CONTINUED FROM PART 1
REGULATED ACTION AND FOURFOLD ORDER OF SOCIETY
Man is a fourfold being. In him operates the fourfold force of the soul. He is a worker and a skilled craftsman; he is engaged in commerce; he is a warrior and a conqueror; he is also a seeker of knowledge and a savant. Through the occupations according to his nature is his search, the search of life in the affirmative spirit. Thus functions the order of society for man’s authentic welfare. In it is assured his true progress.
In that progress man is the link between what must be and what is. He is the footbridge thrown across the abyss, as the Mother says.
Even in our present excessive materialistic mood we strive to exceed ourselves. A certain degree of solidity is the valuable gain of this endeavour. But we should also be on our guard. The dichotomy of spirit and matter seems to have deepened today. If the philosophy of yesteryears desubstantiated everything material, science has despirited human effort and human dignity. Our literature and art, our religion, our thought, everything is driven by vitalistic enjoyment. We are alienating ourselves from the sense of truth and beauty. We know not affection and aesthetic happiness so well cherished by a refined soul.

* * * *

▶ _EXERCISE SET_:
1. Could you reproduce the passage on the fourfold order of society word for word?
2. Could you render the part of the entries that opens with the line containing "Thank you for the photo. Could you indicate the car windshield" and closes with the line containing "<point>446,168</point>" as a Markdown table with the columns Row and Line, leaving out blank lines?
The passage on the fourfold order of society and the entries after it have no connection to each other.

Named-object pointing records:
* * * *

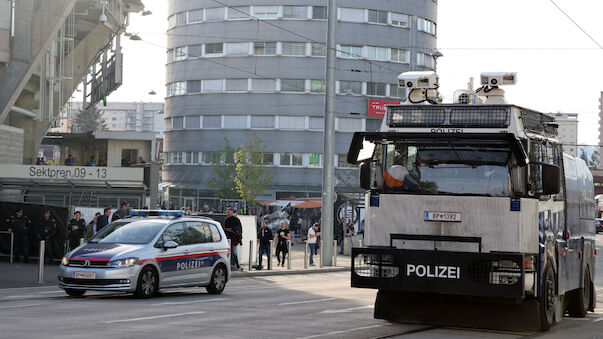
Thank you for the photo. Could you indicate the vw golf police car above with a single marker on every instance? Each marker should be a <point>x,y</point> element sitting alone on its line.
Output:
<point>144,254</point>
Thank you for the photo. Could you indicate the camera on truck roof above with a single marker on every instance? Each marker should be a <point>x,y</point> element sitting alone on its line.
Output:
<point>423,80</point>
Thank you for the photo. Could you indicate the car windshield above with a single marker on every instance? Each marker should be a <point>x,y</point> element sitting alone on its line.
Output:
<point>137,232</point>
<point>446,168</point>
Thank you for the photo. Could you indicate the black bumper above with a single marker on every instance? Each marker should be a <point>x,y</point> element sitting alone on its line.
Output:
<point>499,275</point>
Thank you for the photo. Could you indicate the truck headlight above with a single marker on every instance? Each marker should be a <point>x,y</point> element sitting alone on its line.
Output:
<point>123,262</point>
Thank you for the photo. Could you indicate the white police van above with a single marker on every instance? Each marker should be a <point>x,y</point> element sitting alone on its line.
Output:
<point>148,251</point>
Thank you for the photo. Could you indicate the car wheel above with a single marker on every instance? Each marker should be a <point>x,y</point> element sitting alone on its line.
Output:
<point>218,280</point>
<point>75,293</point>
<point>147,283</point>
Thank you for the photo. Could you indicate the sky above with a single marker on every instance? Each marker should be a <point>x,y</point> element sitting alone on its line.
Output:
<point>559,68</point>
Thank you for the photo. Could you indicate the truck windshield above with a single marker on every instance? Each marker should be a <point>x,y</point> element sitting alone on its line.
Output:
<point>445,168</point>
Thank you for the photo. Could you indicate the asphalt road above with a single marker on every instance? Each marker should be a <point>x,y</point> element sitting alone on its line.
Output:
<point>297,306</point>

* * * *

▶ _SOLUTIONS TO THE TASKS_:
1.
CONTINUED FROM PART 1
REGULATED ACTION AND FOURFOLD ORDER OF SOCIETY
Man is a fourfold being. In him operates the fourfold force of the soul. He is a worker and a skilled craftsman; he is engaged in commerce; he is a warrior and a conqueror; he is also a seeker of knowledge and a savant. Through the occupations according to his nature is his search, the search of life in the affirmative spirit. Thus functions the order of society for man’s authentic welfare. In it is assured his true progress.
In that progress man is the link between what must be and what is. He is the footbridge thrown across the abyss, as the Mother says.
Even in our present excessive materialistic mood we strive to exceed ourselves. A certain degree of solidity is the valuable gain of this endeavour. But we should also be on our guard. The dichotomy of spirit and matter seems to have deepened today. If the philosophy of yesteryears desubstantiated everything material, science has despirited human effort and human dignity. Our literature and art, our religion, our thought, everything is driven by vitalistic enjoyment. We are alienating ourselves from the sense of truth and beauty. We know not affection and aesthetic happiness so well cherished by a refined soul.

2.
| Row | Line |
|---|---|
| 1 | Thank you for the photo. Could you indicate the car windshield above with a single marker on every instance? Each marker should be a <point>x,y</point> element sitting alone on its line. |
| 2 | Output: |
| 3 | <point>137,232</point> |
| 4 | <point>446,168</point> |